CONSIGNE 1: Selon l'extrait présenté, en quelle année Louis VI le Gros a-t-il rendu l'ordonnance royale interdisant la divagation des porcins à Paris ?
━━━━━━
Dans neuf cas sur dix, l'animal est un porc. Car les porcs abondent dans les villes. Chargés implicitement du rôle d'éboueurs, ils divaguent, gênent, causent des accidents, on les trouve partout. Ils s'aventurent parfois jusque dans les cimetières où ils cherchent à déterrer des cadavres.

 

Ce n'est pas faute d'avoir essayé de les interdire en ville. Depuis le 12ème jusqu'au 18ème siècle, les autorités municipales des principales villes européennes l'ont vainement tenté.

 

Rappelons pour mémoire l'ordonnance royale de Louis VI le Gros en 1131. Lorsque le prince Philippe, qui se déplaçait à cheval dans le quartier de Saint-Antoine à Paris, fut chargé par un porc gyrovague qui récurait les caniveaux, le roi fit interdire la divagation des porcins dans la capitale. Il ne put cependant interdire la libre circulation des cochons de l'abbaye de Saint-Antoine.

 

Ces procès se déroulent dans les règles, exactement comme pour un homme.

 

Le cochon est mis aux arrêts, écroué dans la prison appartenant au siège de la justice criminelle du lieu, où un procès-verbal est dressé. Celui-ci conduit à une enquête et met l'animal en accusation : pillage d'un jardin, destruction d'une boutique, vol de nourriture, refus de travailler (surtout pour les bêtes de somme), agressions, rébellions, plus rare mais toujours très fâcheux, homicide ou infanticide.

 

Au tribunal, le juge entend les témoins et recoupe les informations, puis rend la sentence, qui est signifiée à l'animal dans sa prison.
━━━━━━
CONSIGNE 2: Dans les lignes de données ci-dessous, recopiez à l'identique la partie qui s'ouvre sur la ligne contenant "Every instance of the camel's leg" et se clôt sur la ligne contenant "POLYGON ((139 176, 141", ces deux lignes comprises.
━━━━━━
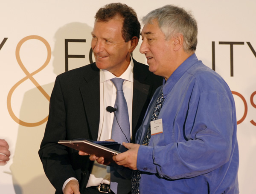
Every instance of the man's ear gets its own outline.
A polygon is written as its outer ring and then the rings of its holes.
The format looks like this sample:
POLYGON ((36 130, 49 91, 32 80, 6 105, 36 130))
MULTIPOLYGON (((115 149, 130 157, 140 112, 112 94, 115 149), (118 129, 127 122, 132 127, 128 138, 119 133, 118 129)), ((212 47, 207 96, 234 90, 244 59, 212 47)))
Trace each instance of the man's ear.
POLYGON ((174 38, 174 48, 175 51, 177 51, 181 48, 183 48, 183 37, 181 34, 177 34, 174 38))
POLYGON ((138 45, 138 42, 139 42, 139 39, 138 37, 134 36, 131 39, 131 47, 130 48, 130 52, 131 53, 135 49, 136 46, 138 45))

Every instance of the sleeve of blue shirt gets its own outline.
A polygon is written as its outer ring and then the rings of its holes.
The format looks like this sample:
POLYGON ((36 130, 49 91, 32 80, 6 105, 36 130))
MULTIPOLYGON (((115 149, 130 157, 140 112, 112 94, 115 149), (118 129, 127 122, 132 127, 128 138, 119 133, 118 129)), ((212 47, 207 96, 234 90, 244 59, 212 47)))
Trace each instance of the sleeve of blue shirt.
POLYGON ((171 110, 175 99, 165 99, 158 118, 163 132, 152 136, 148 147, 140 146, 138 169, 174 180, 207 173, 228 161, 236 123, 230 91, 195 92, 175 114, 171 110))

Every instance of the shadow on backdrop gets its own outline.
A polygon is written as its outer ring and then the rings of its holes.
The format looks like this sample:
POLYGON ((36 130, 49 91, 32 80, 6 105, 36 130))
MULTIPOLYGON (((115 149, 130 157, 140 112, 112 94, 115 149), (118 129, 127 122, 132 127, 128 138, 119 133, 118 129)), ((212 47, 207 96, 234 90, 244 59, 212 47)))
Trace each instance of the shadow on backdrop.
MULTIPOLYGON (((85 43, 68 43, 68 54, 84 55, 84 58, 70 58, 69 70, 89 63, 92 29, 85 23, 72 23, 57 31, 54 36, 54 48, 53 49, 52 48, 51 61, 52 62, 55 74, 57 75, 65 71, 65 39, 86 40, 85 43)), ((51 44, 51 43, 49 43, 51 44)), ((36 48, 32 49, 36 49, 36 48)), ((43 70, 38 73, 45 72, 43 70)), ((47 75, 45 75, 45 77, 47 79, 47 75)), ((53 82, 41 86, 49 96, 54 84, 53 82)), ((49 113, 49 101, 36 87, 26 91, 20 111, 20 119, 31 123, 41 120, 49 113)), ((55 189, 44 174, 38 153, 44 133, 46 123, 32 127, 19 126, 13 163, 10 167, 16 194, 55 192, 55 189)))

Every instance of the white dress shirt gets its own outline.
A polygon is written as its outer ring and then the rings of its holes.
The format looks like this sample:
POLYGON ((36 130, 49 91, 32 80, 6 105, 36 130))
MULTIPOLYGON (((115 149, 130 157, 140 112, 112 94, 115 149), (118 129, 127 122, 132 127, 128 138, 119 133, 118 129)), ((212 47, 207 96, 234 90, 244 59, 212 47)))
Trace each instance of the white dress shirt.
MULTIPOLYGON (((130 134, 131 131, 131 118, 132 111, 132 98, 133 91, 133 68, 134 63, 131 57, 129 66, 125 71, 119 77, 125 80, 123 84, 123 91, 127 103, 129 120, 130 122, 130 134)), ((116 101, 116 89, 111 81, 116 76, 107 70, 100 69, 100 121, 98 134, 98 141, 105 141, 111 139, 111 131, 114 114, 106 110, 107 106, 114 106, 116 101)), ((120 131, 121 132, 121 131, 120 131)), ((109 184, 110 183, 110 167, 94 162, 93 166, 86 187, 99 185, 100 183, 109 184)), ((62 190, 67 183, 70 180, 76 179, 71 177, 67 180, 62 187, 62 190)))

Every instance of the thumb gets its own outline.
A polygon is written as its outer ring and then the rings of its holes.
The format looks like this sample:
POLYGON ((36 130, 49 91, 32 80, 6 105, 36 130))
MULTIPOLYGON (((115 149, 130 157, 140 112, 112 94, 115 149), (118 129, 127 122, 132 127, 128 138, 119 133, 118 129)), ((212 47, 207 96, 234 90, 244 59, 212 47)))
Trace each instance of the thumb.
POLYGON ((125 142, 123 142, 122 145, 124 146, 127 149, 131 149, 131 146, 132 145, 132 143, 126 143, 125 142))

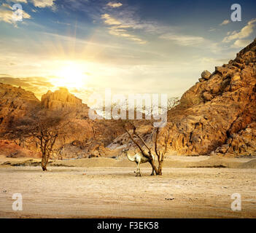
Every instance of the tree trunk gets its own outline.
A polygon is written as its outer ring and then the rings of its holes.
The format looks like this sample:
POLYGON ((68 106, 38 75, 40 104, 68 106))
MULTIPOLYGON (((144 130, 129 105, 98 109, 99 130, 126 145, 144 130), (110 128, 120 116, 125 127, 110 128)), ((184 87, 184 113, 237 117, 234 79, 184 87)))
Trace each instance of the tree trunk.
POLYGON ((162 167, 163 167, 163 160, 160 160, 158 162, 159 162, 159 165, 158 165, 158 175, 162 175, 162 167))
POLYGON ((155 172, 155 175, 158 175, 158 169, 157 168, 157 167, 155 166, 155 162, 153 160, 150 160, 150 164, 152 166, 152 168, 154 169, 155 172))
POLYGON ((46 168, 47 165, 47 160, 48 159, 46 153, 42 153, 41 165, 43 171, 47 170, 47 169, 46 168))

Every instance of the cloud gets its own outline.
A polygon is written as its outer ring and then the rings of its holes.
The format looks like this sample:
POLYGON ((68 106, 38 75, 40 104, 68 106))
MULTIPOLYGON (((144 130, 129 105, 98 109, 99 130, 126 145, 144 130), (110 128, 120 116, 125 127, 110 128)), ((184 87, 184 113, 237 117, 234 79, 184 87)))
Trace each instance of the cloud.
POLYGON ((238 39, 233 44, 231 45, 231 47, 233 48, 245 47, 251 42, 252 41, 249 39, 238 39))
POLYGON ((12 3, 18 3, 18 2, 21 2, 21 3, 28 3, 27 0, 7 0, 7 2, 12 2, 12 3))
POLYGON ((201 36, 166 33, 159 36, 160 39, 173 41, 181 46, 194 46, 204 42, 204 39, 201 36))
POLYGON ((44 8, 44 7, 52 7, 54 5, 54 1, 55 0, 31 0, 33 4, 36 7, 44 8))
POLYGON ((239 32, 236 31, 232 33, 229 32, 228 36, 225 36, 222 42, 228 43, 234 39, 241 39, 249 36, 253 33, 253 28, 255 26, 256 19, 252 19, 247 23, 247 25, 244 26, 239 32))
MULTIPOLYGON (((16 12, 22 12, 23 18, 30 19, 31 16, 26 13, 24 10, 17 9, 16 12)), ((14 24, 16 25, 17 22, 13 20, 13 11, 10 6, 7 4, 3 4, 0 7, 0 22, 3 21, 7 23, 14 24)))
POLYGON ((113 17, 111 17, 109 14, 102 15, 101 18, 104 20, 105 24, 112 25, 112 27, 109 28, 109 34, 116 36, 124 37, 139 44, 147 43, 146 41, 128 33, 127 28, 131 28, 131 25, 122 25, 122 23, 120 21, 113 17))
POLYGON ((227 25, 230 23, 230 21, 229 20, 225 20, 222 23, 220 24, 220 25, 222 26, 223 25, 227 25))
POLYGON ((104 20, 104 23, 107 25, 121 25, 122 23, 111 17, 109 14, 101 15, 101 18, 104 20))
POLYGON ((120 2, 112 2, 112 1, 109 2, 106 5, 114 8, 117 8, 123 6, 123 4, 120 2))

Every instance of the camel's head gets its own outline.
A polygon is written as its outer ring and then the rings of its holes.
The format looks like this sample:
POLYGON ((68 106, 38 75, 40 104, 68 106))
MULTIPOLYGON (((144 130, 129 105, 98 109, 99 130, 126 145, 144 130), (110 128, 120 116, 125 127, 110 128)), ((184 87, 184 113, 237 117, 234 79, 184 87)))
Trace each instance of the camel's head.
POLYGON ((124 149, 122 150, 122 154, 126 154, 128 151, 129 151, 128 149, 124 149))

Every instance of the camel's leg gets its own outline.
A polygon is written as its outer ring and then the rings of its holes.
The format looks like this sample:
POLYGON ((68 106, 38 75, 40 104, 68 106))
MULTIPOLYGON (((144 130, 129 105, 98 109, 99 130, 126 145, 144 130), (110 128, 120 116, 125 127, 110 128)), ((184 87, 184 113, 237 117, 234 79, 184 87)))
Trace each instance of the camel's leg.
POLYGON ((155 170, 154 168, 152 169, 152 173, 151 173, 151 175, 154 175, 154 172, 155 172, 155 170))
POLYGON ((139 176, 141 176, 141 169, 139 167, 139 164, 140 164, 140 162, 138 162, 138 166, 137 166, 137 167, 138 167, 138 175, 139 176))
POLYGON ((139 175, 139 169, 138 169, 139 163, 137 162, 136 162, 136 164, 137 165, 137 167, 136 169, 136 175, 135 176, 138 176, 139 175))

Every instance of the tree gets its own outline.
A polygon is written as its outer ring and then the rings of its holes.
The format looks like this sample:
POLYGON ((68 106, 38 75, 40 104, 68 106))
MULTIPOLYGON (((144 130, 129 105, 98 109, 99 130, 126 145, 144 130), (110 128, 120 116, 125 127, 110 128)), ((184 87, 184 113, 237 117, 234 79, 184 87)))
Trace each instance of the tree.
POLYGON ((42 169, 46 171, 56 139, 71 129, 68 115, 61 111, 34 109, 28 116, 13 120, 5 137, 12 140, 30 139, 37 143, 42 152, 42 169))
MULTIPOLYGON (((158 175, 162 175, 162 169, 163 169, 163 163, 164 160, 164 156, 167 151, 168 149, 168 141, 169 139, 169 130, 166 130, 166 133, 162 133, 161 136, 164 138, 163 140, 163 145, 162 145, 162 150, 160 150, 159 146, 158 146, 158 143, 159 143, 159 138, 160 138, 160 131, 164 132, 163 128, 156 128, 156 136, 155 136, 155 155, 158 157, 158 167, 157 167, 155 164, 154 159, 153 159, 153 154, 152 152, 152 149, 147 145, 146 142, 142 138, 141 136, 140 136, 138 133, 136 132, 136 127, 135 125, 131 122, 131 121, 128 121, 128 124, 131 126, 133 133, 132 134, 130 133, 128 129, 126 127, 126 122, 123 123, 123 128, 125 130, 125 132, 128 133, 129 135, 131 141, 134 143, 134 144, 139 149, 142 154, 150 159, 150 164, 151 165, 152 169, 155 170, 155 174, 158 175), (144 146, 145 146, 147 150, 144 150, 142 146, 139 145, 139 143, 136 141, 136 138, 139 138, 140 141, 142 142, 144 146)), ((154 175, 152 173, 152 175, 154 175)))

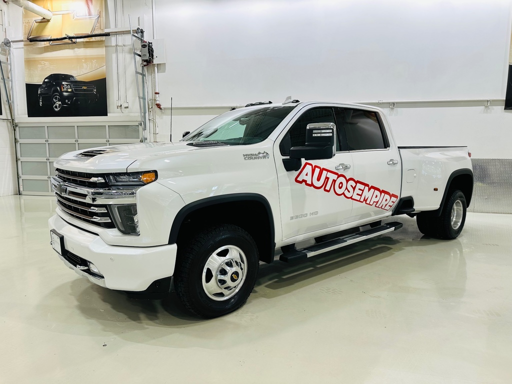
━━━━━━
RÉPONSE ATTENDUE 1: En 1131.

RÉPONSE ATTENDUE 2:
Every instance of the camel's leg gets its own outline.
A polygon is written as its outer ring and then the rings of its holes.
The format looks like this sample:
POLYGON ((68 106, 38 75, 40 104, 68 106))
MULTIPOLYGON (((144 130, 129 105, 98 109, 99 130, 126 145, 144 130), (110 128, 120 116, 125 127, 110 128)), ((184 87, 184 113, 237 117, 234 79, 184 87)))
Trace each instance of the camel's leg.
POLYGON ((155 170, 154 168, 152 169, 152 173, 151 173, 151 175, 154 175, 154 172, 155 172, 155 170))
POLYGON ((139 176, 141 176, 141 169, 139 167, 139 164, 140 164, 140 162, 138 162, 138 166, 137 166, 137 167, 138 167, 138 175, 139 176))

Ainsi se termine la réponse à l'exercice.